Task >>
Take the line containing "Tag one spot per instance of the castle tower" and every line after it in the data below, and print them exactly as given, with nothing else.

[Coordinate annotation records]

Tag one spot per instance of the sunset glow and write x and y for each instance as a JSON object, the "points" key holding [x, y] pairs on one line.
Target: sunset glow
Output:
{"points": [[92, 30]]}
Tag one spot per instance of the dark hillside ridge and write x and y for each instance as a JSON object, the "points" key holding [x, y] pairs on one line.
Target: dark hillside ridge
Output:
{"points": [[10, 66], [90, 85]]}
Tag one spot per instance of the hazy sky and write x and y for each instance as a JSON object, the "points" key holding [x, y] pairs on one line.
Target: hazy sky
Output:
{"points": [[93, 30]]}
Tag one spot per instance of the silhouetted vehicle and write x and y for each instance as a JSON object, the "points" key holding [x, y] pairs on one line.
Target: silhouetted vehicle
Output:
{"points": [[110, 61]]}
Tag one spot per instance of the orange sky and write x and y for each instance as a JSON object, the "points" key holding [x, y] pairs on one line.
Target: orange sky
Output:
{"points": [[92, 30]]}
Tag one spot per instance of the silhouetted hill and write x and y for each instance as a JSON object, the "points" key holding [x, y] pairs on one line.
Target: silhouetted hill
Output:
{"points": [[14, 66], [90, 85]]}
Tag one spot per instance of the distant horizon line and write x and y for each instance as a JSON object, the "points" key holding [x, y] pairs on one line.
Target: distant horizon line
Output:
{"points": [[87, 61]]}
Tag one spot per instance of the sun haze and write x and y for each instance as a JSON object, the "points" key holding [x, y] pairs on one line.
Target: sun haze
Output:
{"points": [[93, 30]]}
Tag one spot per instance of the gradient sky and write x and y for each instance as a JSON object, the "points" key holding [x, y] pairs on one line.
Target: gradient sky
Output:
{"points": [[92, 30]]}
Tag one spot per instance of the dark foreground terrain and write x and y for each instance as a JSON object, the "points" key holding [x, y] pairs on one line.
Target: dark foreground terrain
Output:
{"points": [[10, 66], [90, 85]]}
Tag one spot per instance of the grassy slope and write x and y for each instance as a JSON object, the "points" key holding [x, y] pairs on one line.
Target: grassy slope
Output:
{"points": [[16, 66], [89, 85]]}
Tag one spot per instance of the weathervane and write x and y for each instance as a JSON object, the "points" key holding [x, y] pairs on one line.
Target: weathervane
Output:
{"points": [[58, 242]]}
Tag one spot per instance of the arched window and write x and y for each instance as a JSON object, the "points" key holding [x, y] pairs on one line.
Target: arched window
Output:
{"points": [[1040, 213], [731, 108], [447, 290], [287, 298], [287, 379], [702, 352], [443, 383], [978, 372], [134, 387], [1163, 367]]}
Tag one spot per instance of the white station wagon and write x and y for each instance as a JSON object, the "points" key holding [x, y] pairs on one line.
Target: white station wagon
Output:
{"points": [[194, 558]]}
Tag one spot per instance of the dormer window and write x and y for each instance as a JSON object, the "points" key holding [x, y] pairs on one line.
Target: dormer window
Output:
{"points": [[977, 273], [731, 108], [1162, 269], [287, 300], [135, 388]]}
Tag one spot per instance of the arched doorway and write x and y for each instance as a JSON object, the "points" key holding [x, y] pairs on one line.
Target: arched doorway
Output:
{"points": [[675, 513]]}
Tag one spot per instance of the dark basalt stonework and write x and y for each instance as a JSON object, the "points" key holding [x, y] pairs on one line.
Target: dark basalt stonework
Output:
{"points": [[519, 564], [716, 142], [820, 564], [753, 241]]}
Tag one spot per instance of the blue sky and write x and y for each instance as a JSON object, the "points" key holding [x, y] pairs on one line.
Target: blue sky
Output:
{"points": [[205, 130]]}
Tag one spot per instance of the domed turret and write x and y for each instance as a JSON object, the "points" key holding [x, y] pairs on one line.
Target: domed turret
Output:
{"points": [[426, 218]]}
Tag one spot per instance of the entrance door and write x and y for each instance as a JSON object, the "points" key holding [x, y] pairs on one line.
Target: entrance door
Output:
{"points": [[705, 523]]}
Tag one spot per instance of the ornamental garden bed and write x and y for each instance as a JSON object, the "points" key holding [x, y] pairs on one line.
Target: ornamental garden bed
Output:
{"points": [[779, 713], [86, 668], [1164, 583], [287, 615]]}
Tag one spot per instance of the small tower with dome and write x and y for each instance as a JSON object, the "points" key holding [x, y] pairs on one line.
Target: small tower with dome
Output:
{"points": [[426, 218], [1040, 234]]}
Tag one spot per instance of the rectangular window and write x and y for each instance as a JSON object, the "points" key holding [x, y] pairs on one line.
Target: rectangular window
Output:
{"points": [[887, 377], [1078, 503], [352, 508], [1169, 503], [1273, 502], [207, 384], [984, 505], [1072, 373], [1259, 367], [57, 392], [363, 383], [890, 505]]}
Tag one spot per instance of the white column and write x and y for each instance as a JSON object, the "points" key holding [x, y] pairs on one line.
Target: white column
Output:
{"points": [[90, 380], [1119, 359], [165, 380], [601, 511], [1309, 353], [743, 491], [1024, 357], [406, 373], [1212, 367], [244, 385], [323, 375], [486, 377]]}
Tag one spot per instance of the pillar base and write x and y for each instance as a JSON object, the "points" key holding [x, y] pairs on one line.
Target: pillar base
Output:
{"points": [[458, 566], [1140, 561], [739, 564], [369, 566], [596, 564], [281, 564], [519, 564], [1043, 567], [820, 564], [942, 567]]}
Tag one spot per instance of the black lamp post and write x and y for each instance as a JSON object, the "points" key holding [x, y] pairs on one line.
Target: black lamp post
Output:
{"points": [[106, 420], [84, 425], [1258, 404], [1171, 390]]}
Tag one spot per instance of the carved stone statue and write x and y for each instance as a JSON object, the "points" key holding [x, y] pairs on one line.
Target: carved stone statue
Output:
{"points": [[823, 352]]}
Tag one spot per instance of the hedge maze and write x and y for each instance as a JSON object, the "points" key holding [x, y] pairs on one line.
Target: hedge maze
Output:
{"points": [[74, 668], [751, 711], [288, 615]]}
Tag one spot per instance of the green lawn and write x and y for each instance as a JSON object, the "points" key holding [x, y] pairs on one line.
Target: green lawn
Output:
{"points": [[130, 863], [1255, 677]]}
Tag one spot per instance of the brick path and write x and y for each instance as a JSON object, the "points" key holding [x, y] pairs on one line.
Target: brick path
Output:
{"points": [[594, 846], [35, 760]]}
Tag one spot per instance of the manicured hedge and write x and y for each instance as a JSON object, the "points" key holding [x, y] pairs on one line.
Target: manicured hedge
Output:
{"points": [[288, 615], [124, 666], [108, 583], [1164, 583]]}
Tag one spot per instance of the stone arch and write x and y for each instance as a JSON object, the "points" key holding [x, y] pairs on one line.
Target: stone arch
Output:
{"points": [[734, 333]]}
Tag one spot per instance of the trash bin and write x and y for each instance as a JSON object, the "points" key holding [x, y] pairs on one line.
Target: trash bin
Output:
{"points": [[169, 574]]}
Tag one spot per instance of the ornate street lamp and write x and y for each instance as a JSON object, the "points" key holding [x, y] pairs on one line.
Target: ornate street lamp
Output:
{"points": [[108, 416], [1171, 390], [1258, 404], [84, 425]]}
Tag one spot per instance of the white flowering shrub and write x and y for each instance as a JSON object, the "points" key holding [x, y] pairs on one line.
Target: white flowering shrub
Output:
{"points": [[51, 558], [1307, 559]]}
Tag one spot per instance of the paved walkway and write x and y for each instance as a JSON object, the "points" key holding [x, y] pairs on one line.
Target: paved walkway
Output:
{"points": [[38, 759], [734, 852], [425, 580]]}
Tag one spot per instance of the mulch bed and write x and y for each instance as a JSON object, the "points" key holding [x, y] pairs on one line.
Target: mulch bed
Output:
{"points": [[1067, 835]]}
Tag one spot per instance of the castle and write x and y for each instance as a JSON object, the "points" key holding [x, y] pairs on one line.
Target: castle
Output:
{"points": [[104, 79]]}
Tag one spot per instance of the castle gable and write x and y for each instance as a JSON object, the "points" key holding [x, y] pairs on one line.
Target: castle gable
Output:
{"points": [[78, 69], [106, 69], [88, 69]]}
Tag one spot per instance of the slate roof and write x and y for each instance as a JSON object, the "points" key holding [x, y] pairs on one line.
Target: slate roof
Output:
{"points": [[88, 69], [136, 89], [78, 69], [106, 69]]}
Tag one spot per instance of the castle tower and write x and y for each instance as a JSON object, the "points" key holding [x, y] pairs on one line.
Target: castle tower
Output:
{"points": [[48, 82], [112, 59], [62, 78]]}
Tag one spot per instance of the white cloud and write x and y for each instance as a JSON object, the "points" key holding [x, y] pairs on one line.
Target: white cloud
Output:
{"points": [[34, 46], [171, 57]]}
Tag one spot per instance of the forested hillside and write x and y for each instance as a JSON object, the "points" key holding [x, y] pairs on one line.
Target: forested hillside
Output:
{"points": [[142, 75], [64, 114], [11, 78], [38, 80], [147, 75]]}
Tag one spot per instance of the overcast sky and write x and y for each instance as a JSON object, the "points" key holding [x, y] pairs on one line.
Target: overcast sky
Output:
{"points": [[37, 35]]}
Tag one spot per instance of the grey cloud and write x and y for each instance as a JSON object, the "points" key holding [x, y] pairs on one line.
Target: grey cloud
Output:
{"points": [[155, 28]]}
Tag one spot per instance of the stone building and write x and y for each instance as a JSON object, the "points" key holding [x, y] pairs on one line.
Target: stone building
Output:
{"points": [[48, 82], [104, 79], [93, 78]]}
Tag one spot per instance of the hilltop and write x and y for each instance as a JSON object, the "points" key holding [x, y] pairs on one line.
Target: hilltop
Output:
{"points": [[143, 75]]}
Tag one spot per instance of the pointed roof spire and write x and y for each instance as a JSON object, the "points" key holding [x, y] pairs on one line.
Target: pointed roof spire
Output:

Result of the task >>
Tag one spot per instance of the castle tower and write x and y for each instance as a JSON object, the "points" key holding [x, y] pairs on one line.
Target: castle tower
Output:
{"points": [[48, 82], [112, 59], [62, 78]]}
Tag one spot per instance of the white cloud and write x and y for each instance as a JSON object, the "points" key holding [x, y] pairs on one line.
Target: white cloud
Output:
{"points": [[34, 46], [171, 57]]}
Tag one spot per instance of the forested hillside and write x and y for each instance as a JSON object, the "points" key holding [x, y] pairs on one line.
Target: forested hillside
Output:
{"points": [[142, 75], [64, 114], [11, 78], [38, 80], [147, 75]]}
Tag one spot per instance of the overcast sky and write x and y for each instance as a JSON object, the "points" key holding [x, y] pairs on one line.
Target: overcast sky
Output:
{"points": [[37, 35]]}
Tag one spot per instance of the grey cloud and write x and y for each instance as a JSON object, the "points" key holding [x, y] pairs on one line.
Target: grey cloud
Output:
{"points": [[155, 28]]}
Tag one spot per instance of the stone building and write x and y for each instance as a JSON object, the "points" key holding [x, y] pairs on one line.
Target: stone building
Output:
{"points": [[48, 82], [104, 79], [93, 78]]}
Tag one spot per instance of the hilltop and write x and y for each instance as a JSON object, the "points" key holding [x, y] pairs on one line.
Target: hilltop
Output:
{"points": [[143, 75]]}
Tag one spot per instance of the pointed roof spire and write x and y for each instance as a JSON object, the "points" key holding [x, y] pairs on one line.
Target: pointed roof spire
Output:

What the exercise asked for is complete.